Exercise details :: Output every line of the records below as a JSON list of strings, one string per line, with blank lines and pictures left out.

Source data ::
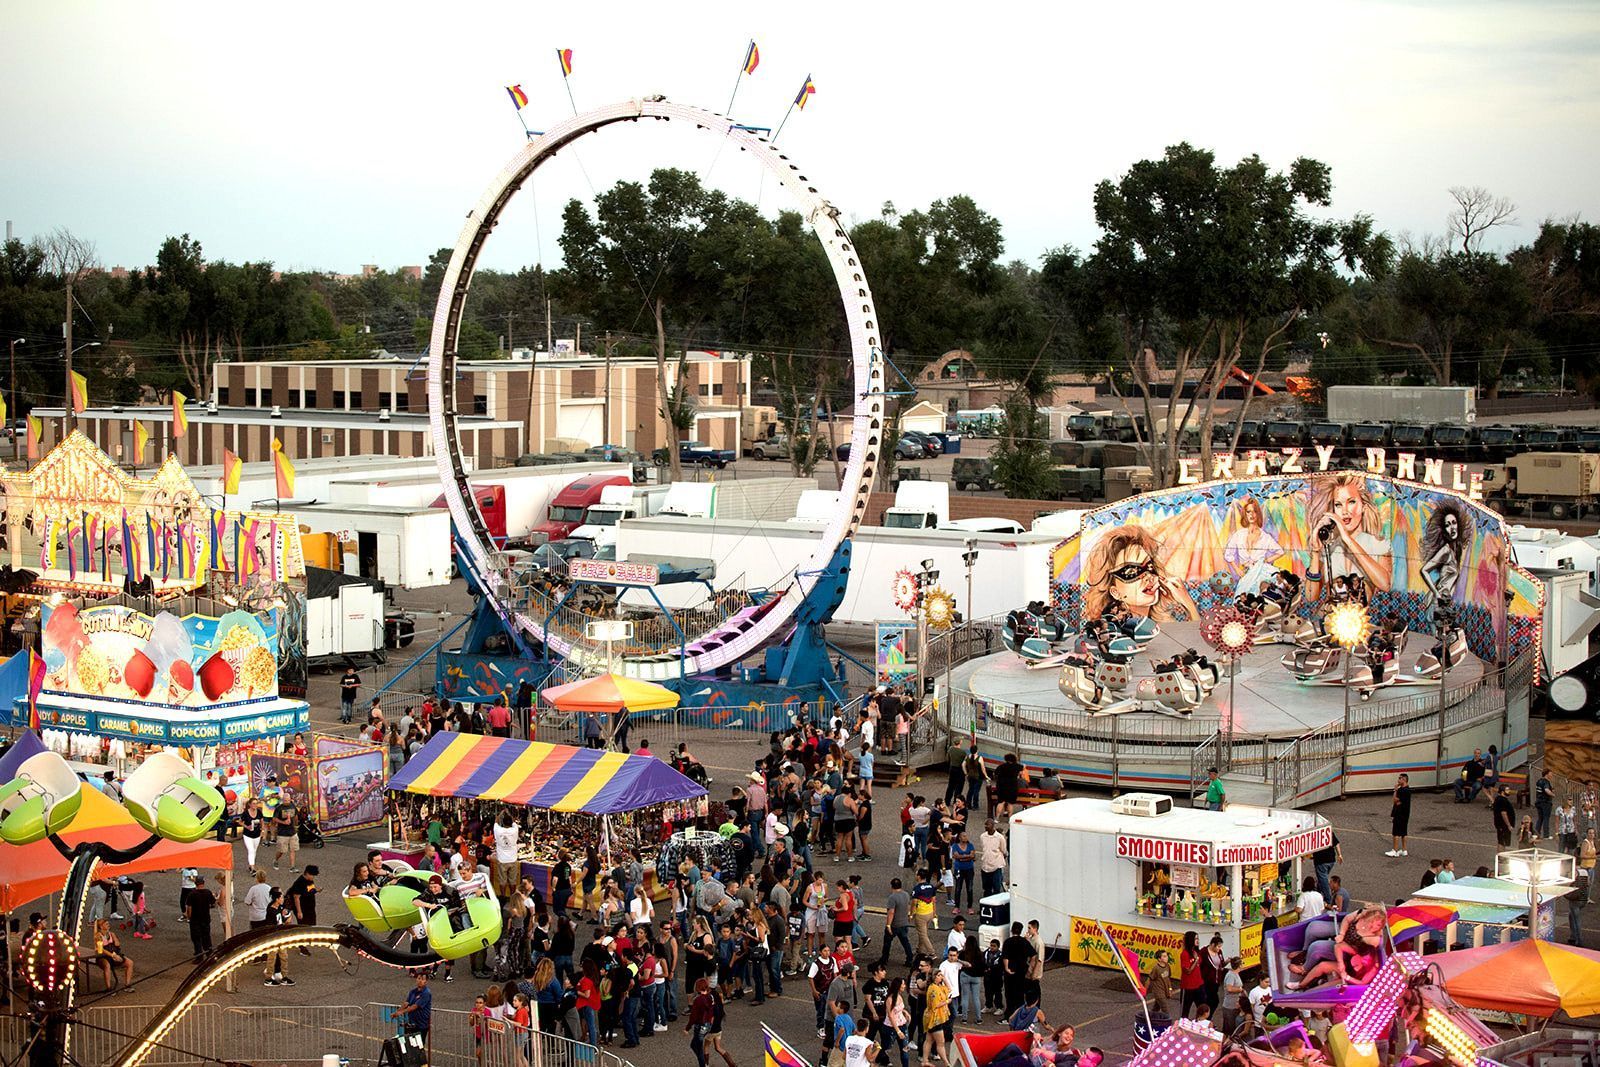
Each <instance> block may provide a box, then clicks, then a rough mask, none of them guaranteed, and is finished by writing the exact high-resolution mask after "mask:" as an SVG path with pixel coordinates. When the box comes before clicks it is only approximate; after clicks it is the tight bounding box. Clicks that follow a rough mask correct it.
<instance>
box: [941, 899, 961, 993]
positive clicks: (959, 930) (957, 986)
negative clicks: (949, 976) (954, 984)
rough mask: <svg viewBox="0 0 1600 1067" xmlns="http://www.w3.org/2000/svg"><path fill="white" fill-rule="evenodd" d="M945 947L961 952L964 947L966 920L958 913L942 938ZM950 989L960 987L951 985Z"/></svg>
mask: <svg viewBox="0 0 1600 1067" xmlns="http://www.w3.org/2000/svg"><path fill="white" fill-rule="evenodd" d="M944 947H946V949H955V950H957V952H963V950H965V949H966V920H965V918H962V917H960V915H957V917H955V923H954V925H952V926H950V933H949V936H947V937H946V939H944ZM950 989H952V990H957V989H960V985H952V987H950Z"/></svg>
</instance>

Solution for this task ::
[
  "Each <instance> block may provide a box, then clicks, then a rough mask, none of them guaranteed, and is finished by writing the exact high-resolution mask after \"mask:\" as an SVG path with pixel coordinates. When the box comes before clicks it is only approximate; after clicks it is the tight bounding box. Clicks that follow a rough mask correct it.",
  "<instance>",
  "box: [941, 899, 961, 993]",
  "positive clicks: (959, 930) (957, 986)",
  "negative clicks: (949, 976) (954, 984)",
  "rough mask: <svg viewBox=\"0 0 1600 1067\" xmlns=\"http://www.w3.org/2000/svg\"><path fill=\"white\" fill-rule=\"evenodd\" d=\"M945 947L961 952L964 947L966 920L958 913L942 938ZM950 989L960 987L951 985Z\"/></svg>",
  "mask: <svg viewBox=\"0 0 1600 1067\" xmlns=\"http://www.w3.org/2000/svg\"><path fill=\"white\" fill-rule=\"evenodd\" d=\"M944 947H946V949H955V950H957V952H963V950H965V949H966V920H965V918H962V917H960V915H957V917H955V923H954V925H952V926H950V933H949V936H947V937H946V939H944ZM950 989H952V990H957V989H960V985H952V987H950Z\"/></svg>",
  "</instance>"
]